• _REQUEST 1_
Find every line in the records that contains the string "background", and copy each of those lines.

• _SOURCE TEXT_
One might reflect upon Feynman’s audience and question why he defined this value of science in 1955. I also suggest that one might Google Louis Agassiz, relative to professor’s Scudder and Shaler, to discover how he taught his students to see.

A fact is, I think, that the founders of modern science were amateurs because modern physical science did not exist before they began questioning what the academics thought.

This is fun. I just reviewed again what you had written and I must respond to “the limitations of the internet and about my own naivety.”

First, the internet allows amateurs access to the thoughts of other amateurs and some academics who choose to participate. I obviously have not taken full advantage of the internet.

In a short article (Science, Vol. 220, pp 477) Lauren B. Resnick summarized some finding of cognitive scientists. “First, learners construct understanding. They do not simply mirror what they are told or what they read. Learners look for meaning and will try to find regularity and order in the events of the world, even in the absence of complete information. This means naive theories will always to be constructed as part of the learning process.” If you cannot find this article and are interested, I can type in the second and third summary. And she reports the problem that children begin to develop naive theories about the events of the world before they are taught the ‘correct’ theories. The importance of this observation is prehistoric adults could have done what it seems modern children naturally do.

• _DATA FOR THIS EXERCISE_
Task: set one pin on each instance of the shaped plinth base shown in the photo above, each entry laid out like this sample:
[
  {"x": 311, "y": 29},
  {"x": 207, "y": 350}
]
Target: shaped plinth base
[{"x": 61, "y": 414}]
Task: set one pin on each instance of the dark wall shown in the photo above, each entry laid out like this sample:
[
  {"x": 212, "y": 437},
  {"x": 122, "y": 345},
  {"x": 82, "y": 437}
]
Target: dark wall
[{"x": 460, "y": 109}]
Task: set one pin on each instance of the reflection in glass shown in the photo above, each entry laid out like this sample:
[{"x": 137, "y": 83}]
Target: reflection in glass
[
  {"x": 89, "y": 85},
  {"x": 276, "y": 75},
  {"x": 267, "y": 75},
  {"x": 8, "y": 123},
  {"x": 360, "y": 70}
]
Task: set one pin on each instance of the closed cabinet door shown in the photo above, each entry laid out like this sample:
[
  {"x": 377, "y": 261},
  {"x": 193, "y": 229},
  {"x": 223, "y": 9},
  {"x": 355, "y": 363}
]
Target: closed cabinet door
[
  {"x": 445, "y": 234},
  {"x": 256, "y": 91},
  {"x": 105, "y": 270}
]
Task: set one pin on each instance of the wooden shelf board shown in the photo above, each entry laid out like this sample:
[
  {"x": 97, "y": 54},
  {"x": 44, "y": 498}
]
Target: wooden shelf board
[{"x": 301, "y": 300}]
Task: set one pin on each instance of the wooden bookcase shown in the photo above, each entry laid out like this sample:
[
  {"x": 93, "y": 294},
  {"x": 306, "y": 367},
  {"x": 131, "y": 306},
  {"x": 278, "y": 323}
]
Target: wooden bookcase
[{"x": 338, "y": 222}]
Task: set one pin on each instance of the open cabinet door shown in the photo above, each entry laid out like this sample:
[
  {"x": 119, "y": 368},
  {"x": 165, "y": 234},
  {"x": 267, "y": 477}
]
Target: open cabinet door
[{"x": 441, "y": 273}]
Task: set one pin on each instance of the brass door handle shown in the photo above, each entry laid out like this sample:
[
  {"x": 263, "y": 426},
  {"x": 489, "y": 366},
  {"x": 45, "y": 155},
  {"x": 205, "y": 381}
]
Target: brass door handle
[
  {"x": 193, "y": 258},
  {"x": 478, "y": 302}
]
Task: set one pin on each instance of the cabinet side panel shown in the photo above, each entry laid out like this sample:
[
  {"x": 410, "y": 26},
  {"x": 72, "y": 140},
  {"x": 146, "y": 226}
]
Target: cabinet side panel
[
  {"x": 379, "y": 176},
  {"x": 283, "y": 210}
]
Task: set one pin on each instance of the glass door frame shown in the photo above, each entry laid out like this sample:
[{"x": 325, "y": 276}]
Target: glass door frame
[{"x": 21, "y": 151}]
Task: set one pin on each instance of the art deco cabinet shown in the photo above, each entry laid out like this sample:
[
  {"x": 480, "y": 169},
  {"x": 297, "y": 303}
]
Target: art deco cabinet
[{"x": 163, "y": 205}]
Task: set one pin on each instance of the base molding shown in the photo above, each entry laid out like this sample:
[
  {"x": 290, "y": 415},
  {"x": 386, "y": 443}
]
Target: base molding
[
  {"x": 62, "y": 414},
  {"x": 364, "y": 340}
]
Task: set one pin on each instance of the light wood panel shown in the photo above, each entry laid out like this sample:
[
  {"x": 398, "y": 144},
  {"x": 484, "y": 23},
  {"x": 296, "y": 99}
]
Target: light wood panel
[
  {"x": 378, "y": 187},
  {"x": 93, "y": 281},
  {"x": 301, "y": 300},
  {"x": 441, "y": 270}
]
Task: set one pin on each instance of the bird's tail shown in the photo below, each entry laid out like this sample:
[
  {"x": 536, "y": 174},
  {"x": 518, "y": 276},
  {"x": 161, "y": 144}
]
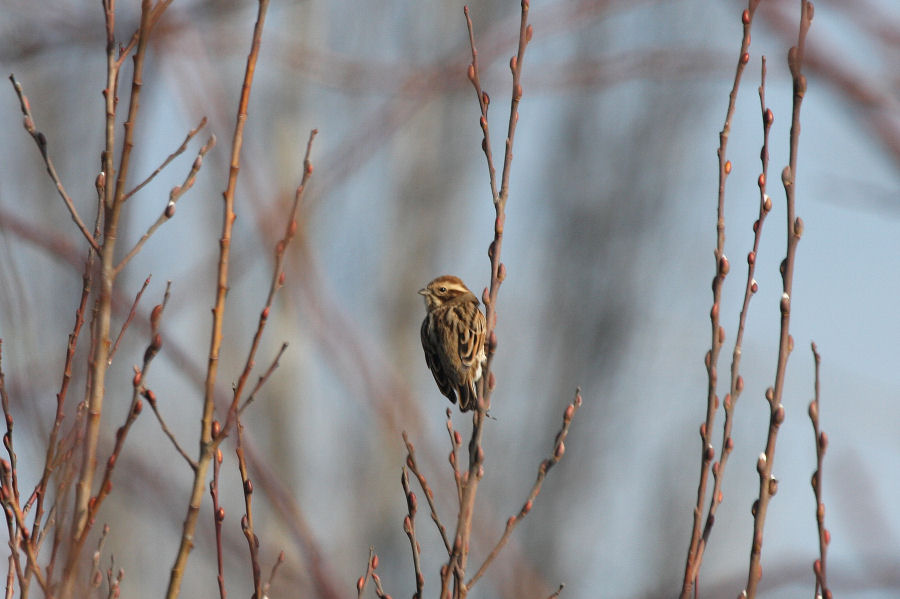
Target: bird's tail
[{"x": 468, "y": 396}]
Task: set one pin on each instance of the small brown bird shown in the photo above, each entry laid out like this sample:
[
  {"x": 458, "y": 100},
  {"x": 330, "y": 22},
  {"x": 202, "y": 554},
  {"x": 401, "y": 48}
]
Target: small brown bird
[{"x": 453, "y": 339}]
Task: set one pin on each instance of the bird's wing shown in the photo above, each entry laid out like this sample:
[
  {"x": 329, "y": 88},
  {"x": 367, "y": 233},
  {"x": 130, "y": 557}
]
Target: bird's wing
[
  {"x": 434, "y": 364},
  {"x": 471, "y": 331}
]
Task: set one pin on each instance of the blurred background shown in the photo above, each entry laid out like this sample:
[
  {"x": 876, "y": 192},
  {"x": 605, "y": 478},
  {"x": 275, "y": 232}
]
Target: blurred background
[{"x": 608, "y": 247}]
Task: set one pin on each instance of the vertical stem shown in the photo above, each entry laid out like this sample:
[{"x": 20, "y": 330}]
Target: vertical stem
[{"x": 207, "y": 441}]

• _REQUEST 2_
According to the passage on amateurs in science, why were the founders of modern science amateurs?

• _TASK RESPONSE 1_
Task: set one pin on each instance of the blurred background shown in the photo above, each entry laid out like this sample:
Target: blurred background

• _TASK RESPONSE 2_
They were amateurs because modern physical science did not exist before they began questioning what the academics thought.